═══ DONNÉES FOURNIES

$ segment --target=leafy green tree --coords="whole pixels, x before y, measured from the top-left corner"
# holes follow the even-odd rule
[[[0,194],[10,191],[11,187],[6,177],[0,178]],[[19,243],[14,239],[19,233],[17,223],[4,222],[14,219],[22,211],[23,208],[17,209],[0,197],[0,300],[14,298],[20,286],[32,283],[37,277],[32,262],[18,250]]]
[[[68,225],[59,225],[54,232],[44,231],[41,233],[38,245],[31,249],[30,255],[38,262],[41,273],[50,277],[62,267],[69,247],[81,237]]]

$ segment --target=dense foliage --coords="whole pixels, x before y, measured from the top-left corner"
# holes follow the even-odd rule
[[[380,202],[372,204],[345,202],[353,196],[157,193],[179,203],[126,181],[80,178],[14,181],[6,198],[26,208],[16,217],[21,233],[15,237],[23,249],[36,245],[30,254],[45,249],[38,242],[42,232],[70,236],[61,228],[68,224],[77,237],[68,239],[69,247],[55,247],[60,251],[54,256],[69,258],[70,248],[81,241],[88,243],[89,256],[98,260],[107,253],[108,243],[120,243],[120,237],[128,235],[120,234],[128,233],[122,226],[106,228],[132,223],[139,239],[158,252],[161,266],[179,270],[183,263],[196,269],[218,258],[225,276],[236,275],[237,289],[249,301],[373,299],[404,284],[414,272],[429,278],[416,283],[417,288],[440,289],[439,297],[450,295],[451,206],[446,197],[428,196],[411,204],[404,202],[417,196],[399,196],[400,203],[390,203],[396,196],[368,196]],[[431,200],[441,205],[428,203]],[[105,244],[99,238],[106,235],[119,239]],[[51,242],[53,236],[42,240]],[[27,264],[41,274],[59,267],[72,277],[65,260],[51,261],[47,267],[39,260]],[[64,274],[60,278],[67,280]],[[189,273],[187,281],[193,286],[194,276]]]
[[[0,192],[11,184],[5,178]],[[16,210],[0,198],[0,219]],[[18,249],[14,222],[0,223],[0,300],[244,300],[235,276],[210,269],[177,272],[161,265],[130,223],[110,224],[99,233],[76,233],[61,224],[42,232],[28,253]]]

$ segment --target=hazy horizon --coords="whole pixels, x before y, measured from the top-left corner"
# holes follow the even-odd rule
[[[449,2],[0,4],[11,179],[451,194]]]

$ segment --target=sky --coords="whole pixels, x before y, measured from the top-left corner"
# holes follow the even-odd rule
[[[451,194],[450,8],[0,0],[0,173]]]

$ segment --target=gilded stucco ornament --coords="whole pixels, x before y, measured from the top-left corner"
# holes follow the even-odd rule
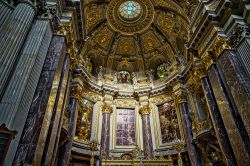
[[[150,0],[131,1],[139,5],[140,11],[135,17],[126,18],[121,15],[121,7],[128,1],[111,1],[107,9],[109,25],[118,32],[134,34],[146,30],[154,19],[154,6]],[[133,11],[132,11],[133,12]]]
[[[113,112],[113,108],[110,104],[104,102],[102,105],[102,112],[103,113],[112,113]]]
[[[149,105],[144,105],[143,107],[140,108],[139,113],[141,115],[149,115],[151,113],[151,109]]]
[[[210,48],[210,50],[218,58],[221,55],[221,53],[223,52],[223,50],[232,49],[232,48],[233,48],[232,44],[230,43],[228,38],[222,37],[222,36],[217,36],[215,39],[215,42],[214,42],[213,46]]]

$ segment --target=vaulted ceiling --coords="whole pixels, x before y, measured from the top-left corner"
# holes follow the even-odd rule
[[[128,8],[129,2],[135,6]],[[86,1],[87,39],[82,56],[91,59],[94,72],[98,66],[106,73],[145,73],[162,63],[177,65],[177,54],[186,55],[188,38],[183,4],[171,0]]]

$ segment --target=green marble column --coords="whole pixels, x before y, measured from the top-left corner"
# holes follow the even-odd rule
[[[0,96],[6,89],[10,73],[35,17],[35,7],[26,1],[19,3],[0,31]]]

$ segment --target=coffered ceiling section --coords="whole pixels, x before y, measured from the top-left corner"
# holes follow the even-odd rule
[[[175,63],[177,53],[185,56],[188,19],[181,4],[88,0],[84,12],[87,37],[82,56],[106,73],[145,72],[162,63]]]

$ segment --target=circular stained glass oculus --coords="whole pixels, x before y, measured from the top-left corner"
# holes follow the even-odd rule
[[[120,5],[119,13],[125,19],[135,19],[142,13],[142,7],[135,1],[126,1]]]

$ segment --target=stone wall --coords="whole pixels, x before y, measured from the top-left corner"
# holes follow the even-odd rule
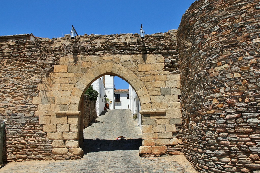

══════
═══ DONNÉES FOURNIES

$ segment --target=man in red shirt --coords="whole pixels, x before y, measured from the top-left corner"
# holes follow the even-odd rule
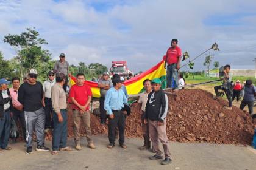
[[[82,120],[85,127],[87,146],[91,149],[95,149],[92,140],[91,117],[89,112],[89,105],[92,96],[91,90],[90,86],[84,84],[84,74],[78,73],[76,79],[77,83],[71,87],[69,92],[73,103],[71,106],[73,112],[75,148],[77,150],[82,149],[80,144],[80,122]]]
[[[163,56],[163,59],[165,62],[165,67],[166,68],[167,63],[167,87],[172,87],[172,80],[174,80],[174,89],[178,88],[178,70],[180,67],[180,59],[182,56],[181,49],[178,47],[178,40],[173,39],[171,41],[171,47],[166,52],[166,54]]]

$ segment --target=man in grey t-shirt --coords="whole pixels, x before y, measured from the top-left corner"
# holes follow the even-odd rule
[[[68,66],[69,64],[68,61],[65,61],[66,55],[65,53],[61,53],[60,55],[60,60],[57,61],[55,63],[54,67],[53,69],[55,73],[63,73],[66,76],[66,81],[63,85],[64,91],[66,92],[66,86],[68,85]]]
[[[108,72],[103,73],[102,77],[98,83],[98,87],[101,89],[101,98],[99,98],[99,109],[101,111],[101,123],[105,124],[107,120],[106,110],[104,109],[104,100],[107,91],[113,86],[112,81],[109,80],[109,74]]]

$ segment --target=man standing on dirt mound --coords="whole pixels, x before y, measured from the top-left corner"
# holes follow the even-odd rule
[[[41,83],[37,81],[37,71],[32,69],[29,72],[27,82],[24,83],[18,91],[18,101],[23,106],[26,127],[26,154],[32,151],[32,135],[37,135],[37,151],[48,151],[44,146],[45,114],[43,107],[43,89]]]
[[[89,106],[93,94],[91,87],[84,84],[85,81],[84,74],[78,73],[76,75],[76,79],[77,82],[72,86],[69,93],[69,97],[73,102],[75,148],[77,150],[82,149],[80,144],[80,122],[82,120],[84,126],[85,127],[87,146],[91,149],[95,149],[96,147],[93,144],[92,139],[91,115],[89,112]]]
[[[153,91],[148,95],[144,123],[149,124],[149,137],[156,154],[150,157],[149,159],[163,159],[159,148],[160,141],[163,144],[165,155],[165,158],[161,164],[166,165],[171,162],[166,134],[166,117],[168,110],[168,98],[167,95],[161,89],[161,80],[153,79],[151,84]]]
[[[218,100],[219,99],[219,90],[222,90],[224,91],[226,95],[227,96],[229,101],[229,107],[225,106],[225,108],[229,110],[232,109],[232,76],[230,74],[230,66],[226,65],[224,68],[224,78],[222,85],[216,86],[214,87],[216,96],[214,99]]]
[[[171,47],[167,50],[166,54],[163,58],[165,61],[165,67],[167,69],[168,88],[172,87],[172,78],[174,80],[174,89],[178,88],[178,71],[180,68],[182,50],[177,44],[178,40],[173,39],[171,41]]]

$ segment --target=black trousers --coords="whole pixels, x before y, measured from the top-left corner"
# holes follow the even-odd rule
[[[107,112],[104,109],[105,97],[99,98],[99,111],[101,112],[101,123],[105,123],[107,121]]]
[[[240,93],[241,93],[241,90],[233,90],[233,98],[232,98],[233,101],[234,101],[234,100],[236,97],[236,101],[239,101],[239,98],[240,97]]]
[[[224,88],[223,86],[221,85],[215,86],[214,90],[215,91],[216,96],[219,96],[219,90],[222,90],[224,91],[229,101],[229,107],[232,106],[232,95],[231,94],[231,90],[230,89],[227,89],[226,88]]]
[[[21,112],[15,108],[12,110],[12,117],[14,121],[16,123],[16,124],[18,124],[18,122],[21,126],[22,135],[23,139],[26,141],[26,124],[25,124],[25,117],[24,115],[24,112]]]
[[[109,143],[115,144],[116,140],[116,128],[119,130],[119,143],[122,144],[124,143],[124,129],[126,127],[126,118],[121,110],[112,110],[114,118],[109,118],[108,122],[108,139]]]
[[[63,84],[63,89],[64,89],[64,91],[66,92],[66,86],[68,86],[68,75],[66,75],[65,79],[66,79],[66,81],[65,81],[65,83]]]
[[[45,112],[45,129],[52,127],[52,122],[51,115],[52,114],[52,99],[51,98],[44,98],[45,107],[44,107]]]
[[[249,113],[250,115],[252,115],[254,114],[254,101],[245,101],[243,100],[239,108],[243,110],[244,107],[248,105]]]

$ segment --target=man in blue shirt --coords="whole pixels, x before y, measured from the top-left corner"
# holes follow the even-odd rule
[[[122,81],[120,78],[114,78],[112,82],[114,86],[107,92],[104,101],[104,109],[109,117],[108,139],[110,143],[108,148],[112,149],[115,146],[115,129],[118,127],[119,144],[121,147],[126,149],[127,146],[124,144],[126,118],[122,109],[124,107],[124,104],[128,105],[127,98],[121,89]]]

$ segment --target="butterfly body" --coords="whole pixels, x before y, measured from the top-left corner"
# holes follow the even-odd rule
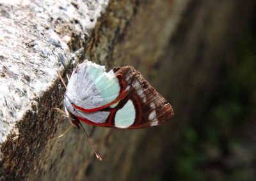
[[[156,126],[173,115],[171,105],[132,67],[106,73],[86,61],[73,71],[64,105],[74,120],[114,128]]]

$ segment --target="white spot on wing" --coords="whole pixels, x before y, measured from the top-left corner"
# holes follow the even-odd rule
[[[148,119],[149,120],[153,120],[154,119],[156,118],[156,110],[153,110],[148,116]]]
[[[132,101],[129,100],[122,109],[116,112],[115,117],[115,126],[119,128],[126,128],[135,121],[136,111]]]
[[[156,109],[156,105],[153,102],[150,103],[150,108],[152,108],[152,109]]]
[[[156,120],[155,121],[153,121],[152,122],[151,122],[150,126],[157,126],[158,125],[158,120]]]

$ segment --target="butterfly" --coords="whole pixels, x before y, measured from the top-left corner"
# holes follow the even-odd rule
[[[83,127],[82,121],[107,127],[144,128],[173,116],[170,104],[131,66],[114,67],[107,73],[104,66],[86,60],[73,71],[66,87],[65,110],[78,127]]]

══════

À FAIRE:
Relevez toutes les lignes des enregistrements où figure le mot "butterfly".

RÉPONSE COMPLÈTE:
$ segment --target="butterfly body" --coords="whole pixels, x before y, measured from the top-left corner"
$ segment --target="butterfly" --coords="whole pixels, x before y, measured from the top-left corner"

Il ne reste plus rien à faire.